◆ **INSTRUÇÕES**
(1) Reproduza da notícia sobre o curta "Infantaria" o trecho de "No último dia" a "tradições bastante diferentes.".
(2) Reescreva de forma mais breve o parágrafo da notícia sobre o curta "Infantaria" que começa com "No Cine Ceará", mantendo seus fatos principais.

◆ **TEXTO PARA LEITURA**
________________________

21/01/2025

Curta brasileiro "Infantaria" é premiado na seção Generation 14plus


Berlim -O curta brasileiro Infantaria, da diretora Laís Santos Araújo, venceu o Prêmio Especial do Júri da mostra Generation 14plus do Festival de Berlim, premiação divulgada na noite desta sexta (24). A premiação corresponde a 2.500 euros. Outras premiações do festival serão anunciadas na noite desta sábado (25).

Na justificativa do prêmio, o júri, formado por Kateryna Gornostai, Fion Mutert e Juanita Onzaga, assim se expressou: “Por uma narrativa repleta de atmosfera, que constrói um mundo cinemático único onde a condição feminina assume uma forma complexa em cada um dos personagens. Um filme repleto de camadas, cujos planos, semelhantes a pinturas, colorido brilhante e clima intrigante evocam a importância do apoio entre as mulheres”.

Com uma direção de arte cuidadosa e um clima entre o realista e o onírico, o filme acompanha a festa de aniversário da menina Joana, que deseja ansiosamente ter sua primeira menstruação, para virar “mocinha”. Dudu, seu irmão, tumultua o quanto pode a ocasião e manifesta toda sua fixação num pai distante, que é militar. A chegada de uma adolescente, Verbena, perturba o clima da festa e dá pistas sobre a verdadeira profissão da mãe de Joana - aborteira -, disparando tensões que o filme retrata de forma sutil e intensa.

No Cine Ceará, que ocorreu em outubro último, Infantaria colheu os prêmios de melhor curta para o júri da Abraccine - Associação Brasileira dos Críticos de Cinema e também o de melhor direção para o júri oficial. Antes disso, fora exibido no Olhar de Cinema de Curitiba. Em Berlim, o filme teve sua première internacional.

Últimos concorrentes


No último dia do festival, à espera das premiações que serão divulgadas à noite (18h30 em Berlim, 14h30 no Brasil), continuam as apostas. Também é tempo de análise da seleção competitiva, que este ano chegou a 19 títulos, incluindo duas animações, uma do Japão (Suzume), outra da China (Art College 1994) - esta última, um adendo de última hora aos concorrentes ao Urso de Ouro.


Indubitavelmente, ter um gênero destacado assim na competição é um sinal de prestígio, que atesta a qualidade técnica e dramática das duas produções - que apresentam técnicas e representam tradições bastante diferentes.

________________________

◆ **AMOSTRA DOS DADOS**

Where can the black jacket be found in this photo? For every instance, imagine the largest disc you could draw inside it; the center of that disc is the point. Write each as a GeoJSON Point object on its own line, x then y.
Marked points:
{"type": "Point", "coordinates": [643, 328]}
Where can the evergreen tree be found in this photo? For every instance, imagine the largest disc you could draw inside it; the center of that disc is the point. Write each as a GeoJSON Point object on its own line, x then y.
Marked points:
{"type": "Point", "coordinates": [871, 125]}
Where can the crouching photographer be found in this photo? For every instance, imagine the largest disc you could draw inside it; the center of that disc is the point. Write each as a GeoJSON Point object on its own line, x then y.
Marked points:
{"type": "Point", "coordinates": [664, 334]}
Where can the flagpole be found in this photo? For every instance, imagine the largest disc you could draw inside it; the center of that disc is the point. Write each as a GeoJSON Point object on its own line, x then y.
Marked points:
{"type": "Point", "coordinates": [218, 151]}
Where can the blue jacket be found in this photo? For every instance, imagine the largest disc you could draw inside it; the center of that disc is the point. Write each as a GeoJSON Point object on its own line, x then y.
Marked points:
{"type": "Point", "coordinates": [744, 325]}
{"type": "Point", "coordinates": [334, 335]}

________________________

◆ **RESPOSTAS POR TAREFA**
(1)
No último dia do festival, à espera das premiações que serão divulgadas à noite (18h30 em Berlim, 14h30 no Brasil), continuam as apostas. Também é tempo de análise da seleção competitiva, que este ano chegou a 19 títulos, incluindo duas animações, uma do Japão (Suzume), outra da China (Art College 1994) - esta última, um adendo de última hora aos concorrentes ao Urso de Ouro.


Indubitavelmente, ter um gênero destacado assim na competição é um sinal de prestígio, que atesta a qualidade técnica e dramática das duas produções - que apresentam técnicas e representam tradições bastante diferentes.

(2) No Cine Ceará, em outubro, Infantaria ganhou o prêmio de melhor curta do júri da Abraccine e o de melhor direção do júri oficial. Antes, foi exibido no Olhar de Cinema de Curitiba, e em Berlim fez sua première internacional.